**Input records**
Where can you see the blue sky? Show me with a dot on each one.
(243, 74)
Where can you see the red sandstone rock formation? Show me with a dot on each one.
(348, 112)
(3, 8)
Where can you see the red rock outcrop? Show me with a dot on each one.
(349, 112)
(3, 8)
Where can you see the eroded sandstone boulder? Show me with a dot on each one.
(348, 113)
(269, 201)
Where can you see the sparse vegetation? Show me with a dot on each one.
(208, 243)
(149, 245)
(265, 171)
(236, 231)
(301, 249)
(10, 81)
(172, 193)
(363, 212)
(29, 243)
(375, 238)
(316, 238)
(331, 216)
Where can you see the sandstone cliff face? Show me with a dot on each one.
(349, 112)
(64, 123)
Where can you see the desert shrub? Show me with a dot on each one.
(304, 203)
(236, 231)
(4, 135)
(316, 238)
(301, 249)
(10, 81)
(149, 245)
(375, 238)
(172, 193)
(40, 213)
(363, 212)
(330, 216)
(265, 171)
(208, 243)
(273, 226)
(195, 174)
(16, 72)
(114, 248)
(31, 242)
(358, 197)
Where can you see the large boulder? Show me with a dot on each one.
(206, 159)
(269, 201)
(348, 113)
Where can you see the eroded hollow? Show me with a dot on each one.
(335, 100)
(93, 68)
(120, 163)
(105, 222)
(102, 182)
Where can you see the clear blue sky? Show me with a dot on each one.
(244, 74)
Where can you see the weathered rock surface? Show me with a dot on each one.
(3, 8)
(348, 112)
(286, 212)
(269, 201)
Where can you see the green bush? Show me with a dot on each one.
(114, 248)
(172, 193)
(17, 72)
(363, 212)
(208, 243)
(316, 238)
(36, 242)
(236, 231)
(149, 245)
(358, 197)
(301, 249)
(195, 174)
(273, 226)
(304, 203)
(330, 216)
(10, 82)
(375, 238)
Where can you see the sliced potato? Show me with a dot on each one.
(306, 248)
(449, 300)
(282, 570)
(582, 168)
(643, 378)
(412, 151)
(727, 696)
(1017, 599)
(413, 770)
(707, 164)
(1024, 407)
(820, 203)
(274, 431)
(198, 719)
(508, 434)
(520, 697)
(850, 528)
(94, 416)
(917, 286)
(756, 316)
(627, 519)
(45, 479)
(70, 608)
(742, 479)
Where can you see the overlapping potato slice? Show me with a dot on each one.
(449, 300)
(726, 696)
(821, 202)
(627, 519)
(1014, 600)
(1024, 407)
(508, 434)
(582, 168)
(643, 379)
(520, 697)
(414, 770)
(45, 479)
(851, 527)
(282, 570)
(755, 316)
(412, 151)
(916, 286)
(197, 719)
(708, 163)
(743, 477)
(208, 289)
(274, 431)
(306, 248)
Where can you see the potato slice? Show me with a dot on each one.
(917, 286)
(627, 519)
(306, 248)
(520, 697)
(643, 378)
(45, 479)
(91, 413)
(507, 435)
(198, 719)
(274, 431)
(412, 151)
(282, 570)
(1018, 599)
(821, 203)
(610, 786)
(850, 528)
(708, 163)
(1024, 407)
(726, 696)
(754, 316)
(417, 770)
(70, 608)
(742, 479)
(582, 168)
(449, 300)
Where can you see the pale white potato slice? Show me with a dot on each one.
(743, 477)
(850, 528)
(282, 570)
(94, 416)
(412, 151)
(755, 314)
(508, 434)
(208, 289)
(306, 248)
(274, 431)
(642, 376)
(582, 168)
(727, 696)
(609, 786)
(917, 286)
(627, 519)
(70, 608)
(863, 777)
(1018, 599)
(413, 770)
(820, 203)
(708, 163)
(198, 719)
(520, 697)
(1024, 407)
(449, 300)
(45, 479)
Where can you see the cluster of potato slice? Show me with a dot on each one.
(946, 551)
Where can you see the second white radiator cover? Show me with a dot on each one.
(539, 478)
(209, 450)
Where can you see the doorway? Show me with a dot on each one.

**How to complete this task**
Set down the lines above exactly as written. Begin at the line containing "Where can you see the pale" and stop after the last line.

**Task result**
Where can you see the pale white potato slice? Show me with a dot on each one.
(743, 477)
(850, 528)
(282, 570)
(94, 416)
(412, 151)
(755, 314)
(508, 434)
(208, 289)
(306, 248)
(274, 431)
(642, 376)
(582, 168)
(727, 696)
(609, 786)
(917, 286)
(627, 519)
(70, 608)
(863, 777)
(1018, 599)
(413, 770)
(820, 203)
(708, 163)
(198, 719)
(520, 697)
(1024, 407)
(449, 300)
(45, 479)
Where can you see the cluster of potato slice? Show me with a dot on each one.
(946, 551)
Where can you see the second white radiator cover? Show me with a dot on each one.
(539, 478)
(209, 450)
Where can you see the doorway? Show me with a dot on each one.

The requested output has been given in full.